Say only how many lines in the entries below contain the word "distant".

### Referring expression grounding data:
• • • •
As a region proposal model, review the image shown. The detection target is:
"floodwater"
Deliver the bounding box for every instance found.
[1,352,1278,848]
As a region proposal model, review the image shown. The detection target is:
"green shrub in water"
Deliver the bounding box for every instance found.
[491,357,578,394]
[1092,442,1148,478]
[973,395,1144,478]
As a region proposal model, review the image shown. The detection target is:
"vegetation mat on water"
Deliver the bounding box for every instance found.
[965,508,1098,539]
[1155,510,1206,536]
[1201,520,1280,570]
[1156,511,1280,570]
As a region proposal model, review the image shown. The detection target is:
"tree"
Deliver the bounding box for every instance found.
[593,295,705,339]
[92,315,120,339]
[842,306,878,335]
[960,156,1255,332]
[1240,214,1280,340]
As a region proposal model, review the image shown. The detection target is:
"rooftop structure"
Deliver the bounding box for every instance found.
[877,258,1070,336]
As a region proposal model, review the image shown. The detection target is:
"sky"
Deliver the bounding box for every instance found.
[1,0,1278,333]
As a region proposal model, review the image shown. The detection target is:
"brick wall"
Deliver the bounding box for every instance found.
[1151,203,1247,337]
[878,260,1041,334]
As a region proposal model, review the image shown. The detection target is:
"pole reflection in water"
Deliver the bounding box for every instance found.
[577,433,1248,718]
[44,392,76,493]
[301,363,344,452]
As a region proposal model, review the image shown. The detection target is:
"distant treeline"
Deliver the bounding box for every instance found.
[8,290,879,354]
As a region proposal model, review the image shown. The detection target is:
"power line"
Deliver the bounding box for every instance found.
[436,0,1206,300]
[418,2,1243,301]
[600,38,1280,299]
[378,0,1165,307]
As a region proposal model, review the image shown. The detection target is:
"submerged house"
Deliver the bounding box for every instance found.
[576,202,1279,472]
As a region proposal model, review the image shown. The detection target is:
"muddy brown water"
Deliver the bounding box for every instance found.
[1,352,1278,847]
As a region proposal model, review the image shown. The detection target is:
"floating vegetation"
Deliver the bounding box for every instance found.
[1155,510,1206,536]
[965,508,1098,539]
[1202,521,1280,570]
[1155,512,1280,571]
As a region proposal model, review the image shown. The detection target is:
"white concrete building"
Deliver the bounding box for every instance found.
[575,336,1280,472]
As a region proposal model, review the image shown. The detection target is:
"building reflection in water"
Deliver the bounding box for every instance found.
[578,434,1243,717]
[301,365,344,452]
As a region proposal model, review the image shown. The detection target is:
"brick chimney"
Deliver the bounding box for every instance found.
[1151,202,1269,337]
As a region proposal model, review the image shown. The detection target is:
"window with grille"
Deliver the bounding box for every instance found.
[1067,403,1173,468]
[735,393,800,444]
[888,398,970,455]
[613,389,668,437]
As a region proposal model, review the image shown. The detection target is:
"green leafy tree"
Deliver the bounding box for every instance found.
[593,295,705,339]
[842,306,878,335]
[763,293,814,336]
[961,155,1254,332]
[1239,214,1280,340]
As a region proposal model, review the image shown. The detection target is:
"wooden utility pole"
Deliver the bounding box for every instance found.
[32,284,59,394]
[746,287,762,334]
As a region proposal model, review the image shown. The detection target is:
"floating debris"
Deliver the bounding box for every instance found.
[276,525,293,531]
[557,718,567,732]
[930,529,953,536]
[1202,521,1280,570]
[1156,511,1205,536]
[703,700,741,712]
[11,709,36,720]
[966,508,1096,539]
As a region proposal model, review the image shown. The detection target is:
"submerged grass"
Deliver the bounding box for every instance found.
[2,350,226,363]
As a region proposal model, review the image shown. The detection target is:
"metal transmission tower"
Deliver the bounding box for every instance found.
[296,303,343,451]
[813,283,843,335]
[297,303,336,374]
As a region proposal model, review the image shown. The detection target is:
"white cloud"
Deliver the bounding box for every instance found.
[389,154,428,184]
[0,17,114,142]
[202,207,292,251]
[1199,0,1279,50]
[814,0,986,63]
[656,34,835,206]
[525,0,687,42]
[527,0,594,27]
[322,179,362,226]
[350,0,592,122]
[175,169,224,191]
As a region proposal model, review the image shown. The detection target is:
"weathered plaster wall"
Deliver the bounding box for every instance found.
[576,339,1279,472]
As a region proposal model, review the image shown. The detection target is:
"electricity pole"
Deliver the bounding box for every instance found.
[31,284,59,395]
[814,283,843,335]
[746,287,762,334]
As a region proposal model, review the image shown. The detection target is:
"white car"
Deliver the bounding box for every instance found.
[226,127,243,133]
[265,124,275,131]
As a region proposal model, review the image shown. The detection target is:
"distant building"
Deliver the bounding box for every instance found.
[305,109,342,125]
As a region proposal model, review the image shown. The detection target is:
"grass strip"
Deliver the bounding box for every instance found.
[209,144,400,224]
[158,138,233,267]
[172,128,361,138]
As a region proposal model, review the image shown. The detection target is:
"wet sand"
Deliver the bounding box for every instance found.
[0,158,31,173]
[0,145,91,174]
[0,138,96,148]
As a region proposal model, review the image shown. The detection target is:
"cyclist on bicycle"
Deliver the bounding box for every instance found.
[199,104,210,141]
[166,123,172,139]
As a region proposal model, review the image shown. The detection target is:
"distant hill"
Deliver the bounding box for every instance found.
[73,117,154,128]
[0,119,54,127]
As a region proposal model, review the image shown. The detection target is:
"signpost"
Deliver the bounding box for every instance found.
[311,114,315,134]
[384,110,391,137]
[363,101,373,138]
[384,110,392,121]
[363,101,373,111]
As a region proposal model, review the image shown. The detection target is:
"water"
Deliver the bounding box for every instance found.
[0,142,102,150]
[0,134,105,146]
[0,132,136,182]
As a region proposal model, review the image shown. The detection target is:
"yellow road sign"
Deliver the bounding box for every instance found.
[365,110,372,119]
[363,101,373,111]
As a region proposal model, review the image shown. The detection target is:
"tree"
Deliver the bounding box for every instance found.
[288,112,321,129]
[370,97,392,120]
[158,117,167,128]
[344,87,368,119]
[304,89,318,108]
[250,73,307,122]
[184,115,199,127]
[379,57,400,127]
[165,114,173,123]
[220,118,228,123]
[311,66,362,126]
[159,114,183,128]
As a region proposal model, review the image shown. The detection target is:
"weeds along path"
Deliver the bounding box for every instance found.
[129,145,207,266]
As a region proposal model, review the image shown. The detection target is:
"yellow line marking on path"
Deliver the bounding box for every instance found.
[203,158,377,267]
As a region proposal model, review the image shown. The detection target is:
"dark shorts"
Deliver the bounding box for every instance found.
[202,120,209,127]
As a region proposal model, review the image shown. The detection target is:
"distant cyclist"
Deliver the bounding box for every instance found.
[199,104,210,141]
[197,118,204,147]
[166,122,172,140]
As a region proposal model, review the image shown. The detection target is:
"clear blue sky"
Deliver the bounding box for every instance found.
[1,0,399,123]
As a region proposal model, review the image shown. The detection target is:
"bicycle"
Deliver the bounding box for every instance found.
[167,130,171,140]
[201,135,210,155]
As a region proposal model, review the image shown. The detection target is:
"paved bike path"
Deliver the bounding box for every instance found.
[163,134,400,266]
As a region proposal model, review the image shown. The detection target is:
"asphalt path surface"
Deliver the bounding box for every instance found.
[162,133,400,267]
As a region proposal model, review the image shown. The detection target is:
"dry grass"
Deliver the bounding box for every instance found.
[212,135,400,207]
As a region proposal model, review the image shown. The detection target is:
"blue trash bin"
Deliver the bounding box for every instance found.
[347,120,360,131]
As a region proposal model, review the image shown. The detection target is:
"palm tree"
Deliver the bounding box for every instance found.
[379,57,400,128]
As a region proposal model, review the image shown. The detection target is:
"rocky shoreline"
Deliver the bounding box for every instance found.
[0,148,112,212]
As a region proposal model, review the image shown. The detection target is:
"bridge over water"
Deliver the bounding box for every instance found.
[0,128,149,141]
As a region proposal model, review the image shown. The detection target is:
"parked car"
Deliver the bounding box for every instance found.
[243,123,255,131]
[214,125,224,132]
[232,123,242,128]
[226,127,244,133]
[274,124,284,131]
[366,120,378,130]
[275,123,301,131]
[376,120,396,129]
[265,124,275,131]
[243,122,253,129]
• • • •
### Output of the exercise:
4